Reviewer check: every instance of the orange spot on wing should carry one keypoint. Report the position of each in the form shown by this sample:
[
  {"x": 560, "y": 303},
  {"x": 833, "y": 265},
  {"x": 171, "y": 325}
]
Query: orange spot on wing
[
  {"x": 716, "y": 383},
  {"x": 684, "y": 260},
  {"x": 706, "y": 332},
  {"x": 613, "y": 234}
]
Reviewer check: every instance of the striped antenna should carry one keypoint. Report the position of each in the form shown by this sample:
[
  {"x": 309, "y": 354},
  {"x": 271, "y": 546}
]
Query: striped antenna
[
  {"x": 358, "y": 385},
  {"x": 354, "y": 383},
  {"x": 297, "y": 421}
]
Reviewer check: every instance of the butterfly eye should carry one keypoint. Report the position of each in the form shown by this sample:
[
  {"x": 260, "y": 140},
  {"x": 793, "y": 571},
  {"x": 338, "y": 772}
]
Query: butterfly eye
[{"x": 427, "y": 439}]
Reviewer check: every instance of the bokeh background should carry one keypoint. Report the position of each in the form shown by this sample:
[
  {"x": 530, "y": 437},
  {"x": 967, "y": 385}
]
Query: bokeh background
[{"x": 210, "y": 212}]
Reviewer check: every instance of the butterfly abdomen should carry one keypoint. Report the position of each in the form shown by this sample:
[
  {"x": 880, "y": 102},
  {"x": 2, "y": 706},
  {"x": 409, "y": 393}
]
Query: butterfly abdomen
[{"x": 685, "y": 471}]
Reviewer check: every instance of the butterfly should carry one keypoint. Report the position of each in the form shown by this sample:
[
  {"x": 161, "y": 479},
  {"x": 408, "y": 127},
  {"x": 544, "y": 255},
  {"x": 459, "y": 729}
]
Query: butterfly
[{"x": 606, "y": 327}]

*What you have to do:*
Scan the entries above, and wherever a line holds the string "Reviewer", copy it.

*Task response:*
Reviewer check: every instance of the orange spot on wing should carry one keypoint. Report the position of each in the form shown by this sample:
Reviewer check: every instance of the striped antenna should carry one keypoint. Report the position of each in the form shown by this sample:
Reviewer check: every instance of the butterfly eye should carry one keypoint. Report the position of each in the form shown by this sample:
Reviewer check: every instance of the bokeh background should carry one keypoint. Report the position of each in the form shown by this sample:
Reviewer check: every instance of the butterfly abdomen should carry one keypoint. Report the position of each in the form shown by this sample:
Reviewer check: every instance of the butterfly should carry one keypoint. Report the position of each in the form shown by this sample:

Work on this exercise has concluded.